-- Begin Records for processing --
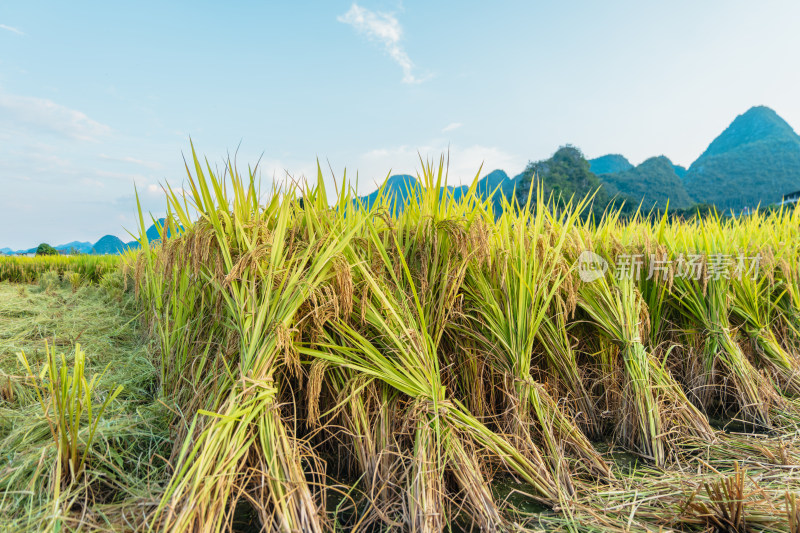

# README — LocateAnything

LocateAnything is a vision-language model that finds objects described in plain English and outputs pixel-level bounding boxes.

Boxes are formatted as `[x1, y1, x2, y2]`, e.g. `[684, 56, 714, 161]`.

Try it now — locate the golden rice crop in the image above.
[130, 145, 800, 532]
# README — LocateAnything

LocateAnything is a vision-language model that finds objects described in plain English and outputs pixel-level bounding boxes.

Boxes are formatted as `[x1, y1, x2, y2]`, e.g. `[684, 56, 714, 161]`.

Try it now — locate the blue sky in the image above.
[0, 0, 800, 248]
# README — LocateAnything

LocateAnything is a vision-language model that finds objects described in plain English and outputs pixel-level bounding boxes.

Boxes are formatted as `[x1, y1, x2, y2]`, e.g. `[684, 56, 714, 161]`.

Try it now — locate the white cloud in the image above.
[0, 93, 111, 141]
[337, 3, 426, 83]
[98, 154, 163, 170]
[0, 24, 25, 35]
[358, 141, 527, 193]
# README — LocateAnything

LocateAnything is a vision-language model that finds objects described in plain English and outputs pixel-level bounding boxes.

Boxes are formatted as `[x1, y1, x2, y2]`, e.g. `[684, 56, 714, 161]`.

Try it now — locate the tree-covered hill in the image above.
[599, 155, 692, 211]
[684, 107, 800, 211]
[589, 154, 633, 174]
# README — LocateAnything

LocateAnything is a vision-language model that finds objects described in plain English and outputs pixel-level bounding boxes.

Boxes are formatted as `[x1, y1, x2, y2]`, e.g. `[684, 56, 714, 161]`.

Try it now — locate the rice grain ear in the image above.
[306, 359, 328, 427]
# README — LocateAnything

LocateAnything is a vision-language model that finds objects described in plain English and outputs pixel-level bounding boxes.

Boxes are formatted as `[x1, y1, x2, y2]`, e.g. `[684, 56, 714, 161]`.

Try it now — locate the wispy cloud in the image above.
[98, 154, 162, 170]
[337, 4, 426, 83]
[0, 93, 111, 141]
[0, 24, 25, 35]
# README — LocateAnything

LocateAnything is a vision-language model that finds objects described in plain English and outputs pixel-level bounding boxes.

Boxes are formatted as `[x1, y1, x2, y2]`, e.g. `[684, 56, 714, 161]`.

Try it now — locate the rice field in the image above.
[0, 255, 121, 283]
[0, 151, 800, 533]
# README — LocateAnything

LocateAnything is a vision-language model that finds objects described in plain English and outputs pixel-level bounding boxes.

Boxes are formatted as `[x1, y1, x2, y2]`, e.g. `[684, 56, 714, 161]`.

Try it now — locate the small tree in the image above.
[36, 242, 58, 255]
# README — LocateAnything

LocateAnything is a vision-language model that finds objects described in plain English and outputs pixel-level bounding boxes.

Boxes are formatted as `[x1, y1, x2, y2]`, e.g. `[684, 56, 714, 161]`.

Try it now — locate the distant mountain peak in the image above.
[698, 106, 800, 161]
[684, 106, 800, 211]
[589, 154, 633, 174]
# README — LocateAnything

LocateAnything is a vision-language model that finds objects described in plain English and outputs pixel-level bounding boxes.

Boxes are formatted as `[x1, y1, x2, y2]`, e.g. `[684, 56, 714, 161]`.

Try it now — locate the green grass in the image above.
[7, 151, 800, 533]
[0, 282, 170, 531]
[0, 255, 122, 283]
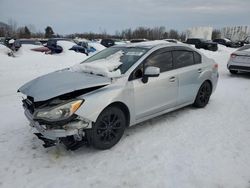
-- End Records for processing --
**Stated goal**
Rewrite every entry with each "image" replaced by "photo" and everything else left the same. Leave out the pictures.

**Result below**
# README — LocateAnything

LocateAnything is a vision-language model that finds objects described in plain English and outputs pixel-level bounding boxes.

Boxes are formatted as `[x1, y1, x2, y2]`, e.g. `[684, 56, 714, 161]`.

Try it now — locate the golden rice crop in the photo above.
[130, 145, 800, 532]
# README — LocateAnything

LocateAnything is a vision-language model that finds objects described in plain English and outputs pixel-level bounding boxes.

Boxes are formatted as `[x1, y1, x2, y2]`, e.g. `[684, 56, 714, 161]`.

Try it now — locate the blue sky in the photo above.
[0, 0, 800, 248]
# README — LocateAnything

LocateAnything is a vision-language model that finds objects described in plain English and outputs pixel-level bounding boxes.

Boxes are formatted as `[x1, y1, x2, y2]`, e.g. `[684, 56, 714, 161]`.

Try it now — locate the white cloud in the photo above.
[0, 93, 111, 141]
[337, 3, 426, 83]
[98, 154, 163, 170]
[0, 24, 25, 35]
[358, 141, 527, 193]
# README — LocateAnything

LocateAnything is a vision-language model that finds objects described in plain English and outputs pixel-level bounding boxes.

Boxes are formatted as `[x1, y1, x2, y2]`, e.g. `[684, 56, 714, 161]`.

Try it now — locate the tree-covered hill in the photo above.
[599, 155, 692, 211]
[684, 107, 800, 211]
[589, 154, 633, 174]
# README — LocateAnything

LocateAnything is a vision-language model that finds objects described in plain English and outputs pixel-level bounding boxes.

Boxes are formatted as `[x1, y1, x2, y2]`, e.g. `[684, 56, 714, 161]`.

Try it now — locate the rice grain ear in the photo above.
[306, 359, 328, 427]
# README — LocateAnything

LocateAnything is a vision-language model that finds objects described in plain English and outputs pixel-level bounding boxes.

Boxes are formatted as `[x1, y1, x2, y2]`, e.g. `[684, 56, 714, 161]`.

Try it now — locate the wispy cloud in the photo above.
[98, 154, 162, 170]
[337, 4, 426, 83]
[0, 93, 111, 141]
[0, 24, 25, 35]
# README — LocateAnything

LocateAnything is a vision-language model that finds objects described in plain English and outputs pixel-level bounding boxes.

Boxes are formatted as `[x1, y1, x2, y2]`, e.g. `[684, 56, 714, 161]`.

Try it now — locate the rice field in the photo above.
[0, 255, 121, 283]
[0, 151, 800, 533]
# README — LocateAnything

LocateAnything is a vision-language model that finds objects described in plain English and outputs pixel-level bounding boxes.

Boxes are formatted as `[x1, y1, x2, y2]`, e.g. `[684, 56, 714, 161]`.

Try it now — locate the small tree in the photo above.
[36, 242, 58, 255]
# README — LocateAnything

LocateAnything is a vision-language model that finds objects described in plain English and outputs pixel-level bounding boxes.

Boxes are formatted as `[x1, y1, x2, y2]`, e.g. `[684, 56, 714, 161]`.

Try it now — locate the distant mountain peak in the photo above.
[698, 106, 800, 161]
[684, 106, 800, 211]
[589, 154, 633, 174]
# README — LocateAnything

LocateAnything is a vision-language model that finds objects described in plain English and outputs pixel-level bounding boxes.

Boxes are formatted as `[x1, y1, x2, y2]`, e.g. `[684, 56, 714, 161]`.

Try it now — locate the green grass in the photo above.
[7, 151, 800, 533]
[0, 282, 170, 531]
[0, 255, 122, 283]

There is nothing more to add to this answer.